● **Aim of the exercise**
Copy out the records precisely, omitting pictures.

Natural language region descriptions
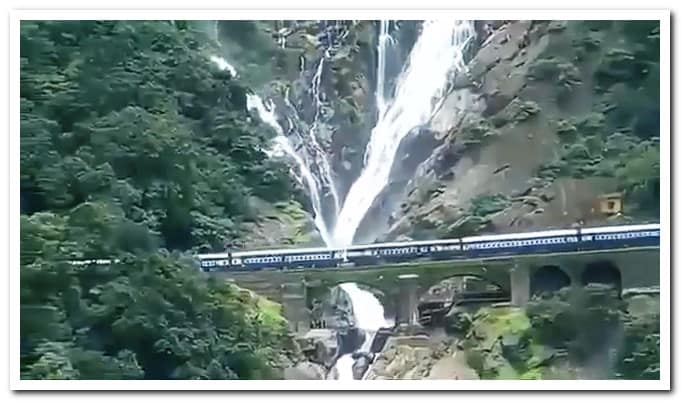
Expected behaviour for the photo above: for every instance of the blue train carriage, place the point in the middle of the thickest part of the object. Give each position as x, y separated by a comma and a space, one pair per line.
211, 262
399, 252
611, 237
287, 258
521, 243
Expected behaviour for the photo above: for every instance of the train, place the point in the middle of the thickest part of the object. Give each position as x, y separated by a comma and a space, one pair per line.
471, 247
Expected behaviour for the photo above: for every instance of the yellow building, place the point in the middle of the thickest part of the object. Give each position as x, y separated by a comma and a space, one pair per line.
610, 204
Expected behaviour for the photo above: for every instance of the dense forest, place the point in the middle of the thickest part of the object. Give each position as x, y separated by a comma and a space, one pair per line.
135, 146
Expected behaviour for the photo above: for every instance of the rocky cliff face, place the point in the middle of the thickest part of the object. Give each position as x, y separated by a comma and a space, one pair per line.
562, 112
557, 113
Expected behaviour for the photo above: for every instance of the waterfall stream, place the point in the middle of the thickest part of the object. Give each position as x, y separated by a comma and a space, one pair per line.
420, 89
369, 317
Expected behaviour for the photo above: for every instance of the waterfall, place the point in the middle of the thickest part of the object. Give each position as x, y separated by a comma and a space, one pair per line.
282, 145
437, 53
315, 175
369, 317
384, 39
421, 87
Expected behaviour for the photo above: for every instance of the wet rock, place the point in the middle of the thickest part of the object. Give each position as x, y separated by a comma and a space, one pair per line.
305, 371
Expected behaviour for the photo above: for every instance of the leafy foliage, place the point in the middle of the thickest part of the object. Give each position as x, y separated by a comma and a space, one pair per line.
134, 113
132, 142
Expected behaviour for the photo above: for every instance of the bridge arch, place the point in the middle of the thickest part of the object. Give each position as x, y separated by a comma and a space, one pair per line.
324, 300
435, 302
548, 278
602, 272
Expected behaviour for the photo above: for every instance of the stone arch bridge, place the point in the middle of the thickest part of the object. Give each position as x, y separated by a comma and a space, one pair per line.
400, 286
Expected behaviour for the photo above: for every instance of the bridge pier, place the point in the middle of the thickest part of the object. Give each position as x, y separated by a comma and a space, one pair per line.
294, 304
520, 285
407, 302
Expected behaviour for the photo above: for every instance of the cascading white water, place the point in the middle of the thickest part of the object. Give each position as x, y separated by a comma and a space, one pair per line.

● **Written reply**
Expected behaviour for the photo above: for every instance of the blue train carriage, place the point in the middle of the thickest part of the object. Give each position as x, y separated by a comma and a space, one pair per line.
211, 262
399, 252
611, 237
287, 258
521, 243
Expected behaviour for the photo above: for every instance of the train, place the point in the middle of the thickest part of the object. Give each position as x, y separated by a comma and a space, one pair per line.
471, 247
Expected behaviour for the photo above: for every instance of the yellow building, place the point in the middle of the thickest part of the object. Give each position as x, y separated by a comma and a space, one pair per line.
610, 204
Expected behaviour for the photo above: for every instance of the dense forest, place the point in the middle of the thickest part of the object. Give each position as x, y separated by a comma and a space, one pair per line.
135, 146
Expected behaviour for the photo above: for every instance of the rocky cliff face, place the point in the middle of the thickest part of the object. Give each position as x, y separated by a comma and a space, one pair per line.
562, 112
557, 113
Expected behaviour for the photo above: for every instance of the waterfall stream, place the point in the middle of the thickest part of the object. Give each position as x, y separated by a comma and a space, one pair per line.
420, 89
369, 317
Expected behaviour for the photo above: for every instance of the waterfall, place the point in the middle of the thickest part of the object. Give each position as x, y separated by a comma and a space, one pair per line.
282, 145
437, 53
315, 175
369, 317
384, 39
421, 87
Expected behaviour for the photo above: for every instance of the wet rock, place the point in the middle of the thickest part of the object. Give each position as x, y separated by a comma and a space, one pair per line.
305, 371
Expected behaviour for the photo above: for every instance of the leafy foliage, place the point in the middle of the thickest part of the object. Give each position as x, y separated by a comma and a space, one pair per line.
134, 113
132, 142
Expected behaviour for the photo above: for every instance of the bridge arch, place the point in the middle of the thickest part of the object. Give each position as x, y separated by a comma and a space, one pair per line.
324, 300
435, 302
548, 278
602, 272
Expected behaviour for the photo above: for every instance of the stone arch bridge, place the point in the middle of the thickest part of the object. Give each position as x, y separated by a comma and a space, one pair per line.
400, 286
Expected behaviour for the photo above: for every instance of the bridge pier, place the point in the middle of the thickest part of the object. Give each position as x, y separated by a comma and a space, one pair per line.
294, 304
520, 285
407, 302
Expected behaviour for the photo above: for every instance of the cascading white water, place the point in the middle of the thickest part of the object. Give each position as x, y separated by a comma and a space, one pair per line.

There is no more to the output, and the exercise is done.